How avoid cross join in hive?

2020-07-20 03:21发布

问题:

I have two tables. one includes 1 million records, the other includes 20 million records.


    table 1
    value
    (1, 1)
    (2, 2)
    (3, 3)
    (4, 4)
    (5, 4)
    ....

    table 2
    value
    (55, 11)
    (33, 22)
    (44, 66)
    (22, 11)
    (11, 33)
    ....

I need to use the value in tables 1 to multiply by the value in table 2, get the rank of the result, and get top 5 in the rank. their result would be like:


    value from table 1, top 5 for each value in table 1
    (1, 1), 1*44 + 1*66 = 110
    (1, 1), 1*55 + 1*11 = 66
    (1, 1), 1*33 + 1*22 = 55
    (1, 1), 1*11 + 1*33 = 44
    (1, 1), 1*22 + 1* 11 = 33
    .....

I tried to use cross join in hive. but I always get a failure due to the table is too large.

回答1:

select top 5 from table 2 first, then do a cross join with first table. This will be the same as cross join two tables and taking top5 after cross join, but the number of rows joined in the first case will be much less. Cross join with small 5 rows dataset will be transformed to map-join and executed as fast as table1 full scan.

Look at the below demo. Cross join was transformed to map join. Note "Map Join Operator" in the plan and this warning: "Warning: Map Join MAPJOIN[19][bigTable=?] in task 'Map 1' is a cross product":

hive> set hive.cbo.enable=true;
hive> set hive.compute.query.using.stats=true;
hive> set hive.execution.engine=tez;
hive> set hive.auto.convert.join.noconditionaltask=false;
hive> set hive.auto.convert.join=true;
hive> set hive.vectorized.execution.enabled=true;
hive> set hive.vectorized.execution.reduce.enabled=true;
hive> set hive.vectorized.execution.mapjoin.native.enabled=true;
hive> set hive.vectorized.execution.mapjoin.native.fast.hashtable.enabled=true;
hive>
    > explain
    > with table1 as (
    > select stack(5,1,2,3,4,5) as id
    > ),
    > table2 as
    > (select t2.id
    >    from (select t2.id, dense_rank() over(order by id desc) rnk
    >            from (select stack(11,55,33,44,22,11,1,2,3,4,5,6) as id) t2
    >         )t2
    >   where t2.rnk<6
    > )
    > select t1.id, t1.id*t2.id
    >   from table1 t1
    >        cross join table2 t2;
Warning: Map Join MAPJOIN[19][bigTable=?] in task 'Map 1' is a cross product
OK
Plan not optimized by CBO.

Vertex dependency in root stage
Map 1 <- Reducer 3 (BROADCAST_EDGE)
Reducer 3 <- Map 2 (SIMPLE_EDGE)

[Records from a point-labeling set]
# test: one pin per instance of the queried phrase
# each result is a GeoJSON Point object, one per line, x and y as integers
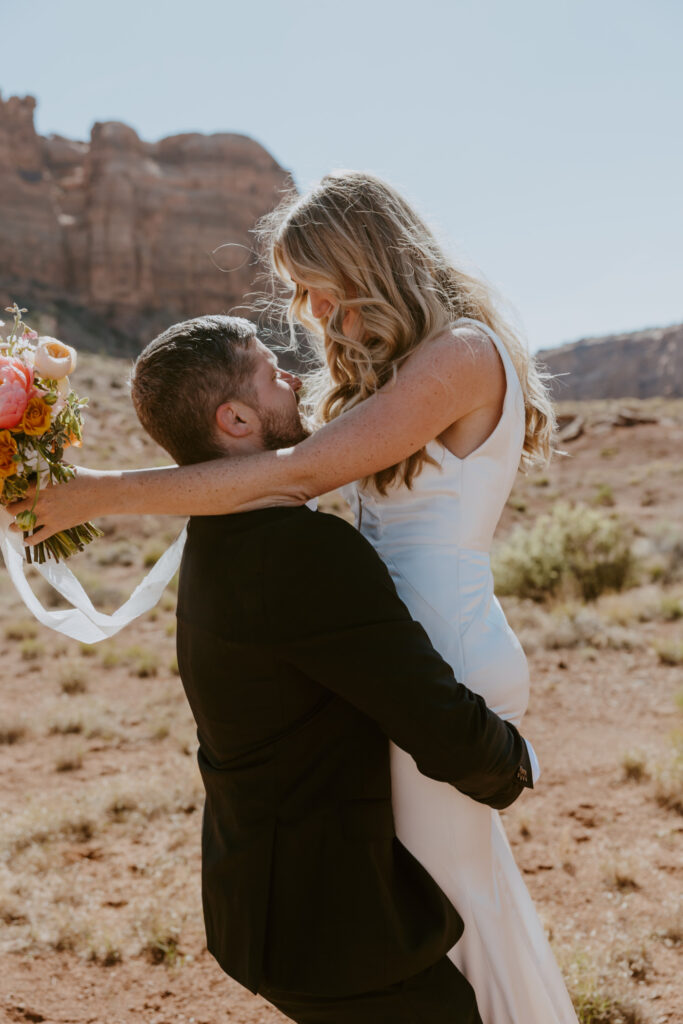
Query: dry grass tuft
{"type": "Point", "coordinates": [634, 765]}
{"type": "Point", "coordinates": [669, 778]}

▸ Objective 1: In the thread on avoiding a cross join in Hive, how many records does the larger table hold?
▸ Objective 2: Carry the thread on avoiding a cross join in Hive forward from the point where it stops.
The records are not needed.

▸ Result 1: 20 million records.

▸ Result 2:
Stage-0
   Fetch Operator
      limit:-1
      Stage-1
         Map 1
         File Output Operator [FS_17]
            compressed:false
            Statistics:Num rows: 1 Data size: 26 Basic stats: COMPLETE Column stats: NONE
            table:{"serde:":"org.apache.hadoop.hive.serde2.lazy.LazySimpleSerDe","input format:":"org.apache.hadoop.mapred.TextInputFormat","output format:":"org.apache.hadoop.hive.ql.io.HiveIgnoreKeyTextOutputFormat"}
            Select Operator [SEL_16]
               outputColumnNames:["_col0","_col1"]
               Statistics:Num rows: 1 Data size: 26 Basic stats: COMPLETE Column stats: NONE
               Map Join Operator [MAPJOIN_19]
               |  condition map:[{"":"Inner Join 0 to 1"}]
               |  HybridGraceHashJoin:true
               |  keys:{}
               |  outputColumnNames:["_col0","_col1"]
               |  Statistics:Num rows: 1 Data size: 26 Basic stats: COMPLETE Column stats: NONE
               |<-Reducer 3 [BROADCAST_EDGE]
               |  Reduce Output Operator [RS_14]
               |     sort order:
               |     Statistics:Num rows: 1 Data size: 0 Basic stats: PARTIAL Column stats: COMPLETE
               |     value expressions:_col0 (type: int)
               |     Select Operator [SEL_9]
               |        outputColumnNames:["_col0"]
               |        Statistics:Num rows: 1 Data size: 0 Basic stats: PARTIAL Column stats: COMPLETE
               |        Filter Operator [FIL_18]
               |           predicate:(dense_rank_window_0 < 6) (type: boolean)
               |           Statistics:Num rows: 1 Data size: 0 Basic stats: PARTIAL Column stats: COMPLETE
               |           PTF Operator [PTF_8]
               |              Function definitions:[{"Input definition":{"type:":"WINDOWING"}},{"partition by:":"0","name:":"windowingtablefunction","order by:":"_col0(DESC)"}]
               |              Statistics:Num rows: 1 Data size: 0 Basic stats: PARTIAL Column stats: COMPLETE
               |              Select Operator [SEL_7]
               |              |  outputColumnNames:["_col0"]
               |              |  Statistics:Num rows: 1 Data size: 0 Basic stats: PARTIAL Column stats: COMPLETE
               |              |<-Map 2 [SIMPLE_EDGE]
               |                 Reduce Output Operator [RS_6]
               |                    key expressions:0 (type: int), col0 (type: int)
               |                    Map-reduce partition columns:0 (type: int)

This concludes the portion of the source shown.